What to work on:
(a) Name the generals who commanded the three corps of the Spanish expeditionary force in the text on the Battle of Tetuán.
(b) In the text on the Battle of Tetuán, how many pieces of artillery did the Spanish expeditionary force have?
(c) Write out the passage of the Battle of Tetuán text starting with "Hostilities between Moroccan" and going on through "advance towards Tetuán.".

Extract to read:
────
The Battle of Tetuán (, ) was fought on 4 to 6 February 1860, near Tetuán, Morocco, between a Spanish army sent to North Africa and the tribal levies which at the time made up the Moroccan Army. The battle was part of the Spanish-Moroccan War of 1859–1860.

Background
The Spanish expeditionary force, which departed from Algeciras, was composed of 36,000 men, 65 pieces of artillery, and 41 ships, which included steamships, sailboats, and smaller vessels. General Leopoldo O'Donnell personally took charge of the expedition and divided these forces into three corps. These were commanded by General The 5th Marqués de Torreblanca, General Antonio Ros de Olano and General Ramón de Echagüe. Reserves were placed under the command of General The 1st Conde de Reus. Admiral Segundo Díaz Herrero commanded the fleet. The objective of the Spanish forces was to take Tetuán, which had served as a base for raids on Ceuta and Melilla.

Hostilities between Moroccan and Spanish troops began on 17 December 1859 when the column commanded by The Marqués de Torreblanca occupied the Sierra de Bullones. On 19 December, Echagüe captured the Palacio del Serrallo. The Conde de Lucena commanded a force that landed at Ceuta on 21 December. By Christmas Day, the three columns had consolidated their positions and awaited orders to advance towards Tetuán.
────
Dataset content:

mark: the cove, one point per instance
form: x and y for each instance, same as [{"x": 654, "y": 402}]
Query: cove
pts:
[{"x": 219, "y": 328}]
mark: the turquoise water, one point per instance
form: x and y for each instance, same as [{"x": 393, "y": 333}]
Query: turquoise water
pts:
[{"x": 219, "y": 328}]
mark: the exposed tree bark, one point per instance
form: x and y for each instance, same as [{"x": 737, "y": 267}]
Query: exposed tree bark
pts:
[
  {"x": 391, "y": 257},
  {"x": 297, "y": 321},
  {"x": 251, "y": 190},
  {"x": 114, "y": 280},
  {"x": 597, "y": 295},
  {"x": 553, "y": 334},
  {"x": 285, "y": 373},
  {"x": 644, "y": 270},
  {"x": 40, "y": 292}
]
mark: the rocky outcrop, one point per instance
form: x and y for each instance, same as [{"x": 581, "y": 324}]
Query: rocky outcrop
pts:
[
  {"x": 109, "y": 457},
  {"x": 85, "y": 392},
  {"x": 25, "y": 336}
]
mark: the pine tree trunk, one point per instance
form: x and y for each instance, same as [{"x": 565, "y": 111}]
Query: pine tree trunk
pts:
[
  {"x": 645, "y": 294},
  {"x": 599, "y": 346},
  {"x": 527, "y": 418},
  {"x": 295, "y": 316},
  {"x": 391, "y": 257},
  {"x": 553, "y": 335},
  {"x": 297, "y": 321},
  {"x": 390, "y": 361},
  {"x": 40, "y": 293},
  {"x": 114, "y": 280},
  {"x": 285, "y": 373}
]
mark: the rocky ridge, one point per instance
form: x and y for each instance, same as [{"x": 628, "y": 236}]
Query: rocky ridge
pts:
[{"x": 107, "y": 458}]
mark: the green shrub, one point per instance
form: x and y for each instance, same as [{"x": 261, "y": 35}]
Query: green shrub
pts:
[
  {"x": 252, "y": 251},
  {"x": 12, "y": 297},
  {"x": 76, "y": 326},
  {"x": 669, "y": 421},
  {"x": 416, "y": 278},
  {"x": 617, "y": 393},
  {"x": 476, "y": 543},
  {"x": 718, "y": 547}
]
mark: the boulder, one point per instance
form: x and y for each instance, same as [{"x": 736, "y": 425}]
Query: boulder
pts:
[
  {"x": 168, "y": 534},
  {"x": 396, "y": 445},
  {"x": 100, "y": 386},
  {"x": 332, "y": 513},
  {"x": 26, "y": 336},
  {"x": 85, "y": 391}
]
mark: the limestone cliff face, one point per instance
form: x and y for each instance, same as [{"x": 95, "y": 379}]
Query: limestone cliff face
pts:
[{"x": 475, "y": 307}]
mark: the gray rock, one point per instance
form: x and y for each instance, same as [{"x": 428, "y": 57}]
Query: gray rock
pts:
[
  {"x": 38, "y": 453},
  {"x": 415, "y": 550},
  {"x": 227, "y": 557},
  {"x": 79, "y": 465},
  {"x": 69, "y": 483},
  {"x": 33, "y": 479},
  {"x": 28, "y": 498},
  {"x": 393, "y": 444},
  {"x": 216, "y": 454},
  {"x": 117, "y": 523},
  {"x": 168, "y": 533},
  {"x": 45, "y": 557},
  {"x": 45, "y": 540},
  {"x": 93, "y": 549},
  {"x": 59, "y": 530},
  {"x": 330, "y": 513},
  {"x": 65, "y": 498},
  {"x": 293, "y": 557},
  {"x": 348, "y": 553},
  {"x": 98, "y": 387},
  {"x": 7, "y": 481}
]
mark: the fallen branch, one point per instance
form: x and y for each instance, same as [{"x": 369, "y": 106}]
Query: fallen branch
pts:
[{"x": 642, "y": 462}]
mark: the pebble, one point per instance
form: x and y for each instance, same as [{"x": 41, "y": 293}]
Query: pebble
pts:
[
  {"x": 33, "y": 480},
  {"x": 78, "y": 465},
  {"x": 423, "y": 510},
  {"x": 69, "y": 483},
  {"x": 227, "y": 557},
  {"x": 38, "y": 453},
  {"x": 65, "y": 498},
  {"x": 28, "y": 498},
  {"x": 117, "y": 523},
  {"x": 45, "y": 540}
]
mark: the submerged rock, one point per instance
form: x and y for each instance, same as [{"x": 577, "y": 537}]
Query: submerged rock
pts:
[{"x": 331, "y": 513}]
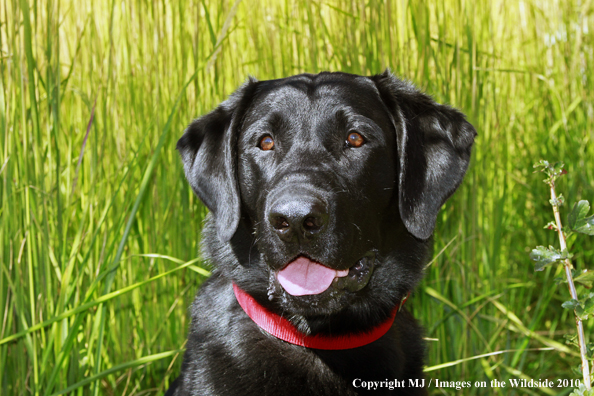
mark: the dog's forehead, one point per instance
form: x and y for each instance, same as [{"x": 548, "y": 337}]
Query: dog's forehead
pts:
[{"x": 320, "y": 95}]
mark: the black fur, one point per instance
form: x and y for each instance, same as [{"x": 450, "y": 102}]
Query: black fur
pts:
[{"x": 379, "y": 200}]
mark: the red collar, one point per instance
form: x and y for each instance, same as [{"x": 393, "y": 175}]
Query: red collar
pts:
[{"x": 283, "y": 329}]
────
Answers given:
(a)
- The 5th Marqués de Torreblanca
- Antonio Ros de Olano
- Ramón de Echagüe

(b) It had 65 pieces of artillery.

(c)
Hostilities between Moroccan and Spanish troops began on 17 December 1859 when the column commanded by The Marqués de Torreblanca occupied the Sierra de Bullones. On 19 December, Echagüe captured the Palacio del Serrallo. The Conde de Lucena commanded a force that landed at Ceuta on 21 December. By Christmas Day, the three columns had consolidated their positions and awaited orders to advance towards Tetuán.